» Source material:
____________

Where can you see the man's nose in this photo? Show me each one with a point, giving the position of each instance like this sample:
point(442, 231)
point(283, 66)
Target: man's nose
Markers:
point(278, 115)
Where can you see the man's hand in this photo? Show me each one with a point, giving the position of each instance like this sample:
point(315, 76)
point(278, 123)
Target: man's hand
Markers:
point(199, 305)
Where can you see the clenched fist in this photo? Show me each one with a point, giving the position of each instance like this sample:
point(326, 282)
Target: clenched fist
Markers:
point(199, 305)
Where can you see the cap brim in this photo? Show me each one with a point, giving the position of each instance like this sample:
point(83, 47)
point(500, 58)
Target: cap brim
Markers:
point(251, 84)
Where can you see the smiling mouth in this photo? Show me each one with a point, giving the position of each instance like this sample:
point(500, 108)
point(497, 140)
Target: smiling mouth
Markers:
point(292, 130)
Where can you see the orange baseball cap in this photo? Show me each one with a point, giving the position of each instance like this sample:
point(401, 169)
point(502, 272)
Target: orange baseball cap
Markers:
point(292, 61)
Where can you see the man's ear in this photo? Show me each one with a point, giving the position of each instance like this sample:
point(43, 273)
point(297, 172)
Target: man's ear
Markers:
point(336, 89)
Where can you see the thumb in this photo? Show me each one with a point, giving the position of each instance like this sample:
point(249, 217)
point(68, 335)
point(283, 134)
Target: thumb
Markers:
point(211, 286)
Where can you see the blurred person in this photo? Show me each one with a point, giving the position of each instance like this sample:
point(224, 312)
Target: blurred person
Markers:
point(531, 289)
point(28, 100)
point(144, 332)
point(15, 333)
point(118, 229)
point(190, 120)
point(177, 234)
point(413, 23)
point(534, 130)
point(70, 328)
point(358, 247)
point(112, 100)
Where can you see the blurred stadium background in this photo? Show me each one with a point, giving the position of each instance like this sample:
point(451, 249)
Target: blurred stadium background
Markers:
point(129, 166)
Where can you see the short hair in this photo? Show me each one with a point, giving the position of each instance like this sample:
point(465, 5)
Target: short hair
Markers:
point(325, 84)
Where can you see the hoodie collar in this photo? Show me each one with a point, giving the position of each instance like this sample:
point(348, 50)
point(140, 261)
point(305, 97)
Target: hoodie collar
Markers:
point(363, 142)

____________

Copy every one of the records above word for word, from the first line to the last, with nothing changed.

Where can you see the man's nose in this photo? Show me each one with a point, giving the position of each instance like this sample:
point(442, 231)
point(283, 66)
Target: man's nose
Markers:
point(278, 115)
Where can you see the man's hand in this photo? Show me each one with a point, giving the position of each instance like this sample:
point(315, 76)
point(278, 123)
Target: man's hand
Markers:
point(199, 305)
Where can you see the clenched fist in this photo? Show me each one with a point, giving the position of each instance like this sample:
point(326, 282)
Target: clenched fist
Markers:
point(199, 305)
Where can you see the cap brim in this photo? Show me each one with a point, giving the position of each instance like this sample:
point(83, 47)
point(500, 58)
Target: cap brim
Markers:
point(251, 84)
Where can you see the smiling mouth in this photo? Show me each one with a point, giving the position of each instance like this sample:
point(500, 108)
point(497, 140)
Target: smiling mouth
Markers:
point(292, 130)
Where can you see the orange baseball cap in this photo? Show me each one with a point, giving the position of each instance like this sample:
point(401, 169)
point(502, 272)
Target: orange baseball cap
Markers:
point(292, 61)
Where can you see the man's ear in this photo? Show me each one with a point, giving the position of each instance like this sample:
point(43, 273)
point(297, 172)
Target: man's ear
Markers:
point(336, 89)
Where can you see the thumb in this photo? Show me each one with a point, giving the position of each instance like this sample:
point(249, 217)
point(68, 335)
point(283, 134)
Target: thumb
Markers:
point(211, 286)
Where can you see the blurred person in this photo? Show me each one with a point, giving the position of each instance like this sample:
point(224, 312)
Target: blurred person
Markers:
point(531, 289)
point(28, 100)
point(144, 332)
point(15, 333)
point(118, 229)
point(190, 120)
point(177, 234)
point(413, 23)
point(534, 130)
point(70, 328)
point(358, 247)
point(112, 100)
Where can you see the blurred stadium background in this photo? Show me each one with a point, giving the position of each instance like this sample:
point(451, 249)
Target: blurred stadium background
Markers:
point(129, 166)
Where can you see the short hair in this photo? Show me each one with a point, giving the position of each instance like this sample:
point(465, 5)
Target: short hair
Markers:
point(325, 84)
Where can you see the hoodie collar in this photo? Show me each one with a point, giving the position of each instance like this sample:
point(348, 50)
point(140, 261)
point(305, 97)
Target: hoodie collar
Markers:
point(363, 142)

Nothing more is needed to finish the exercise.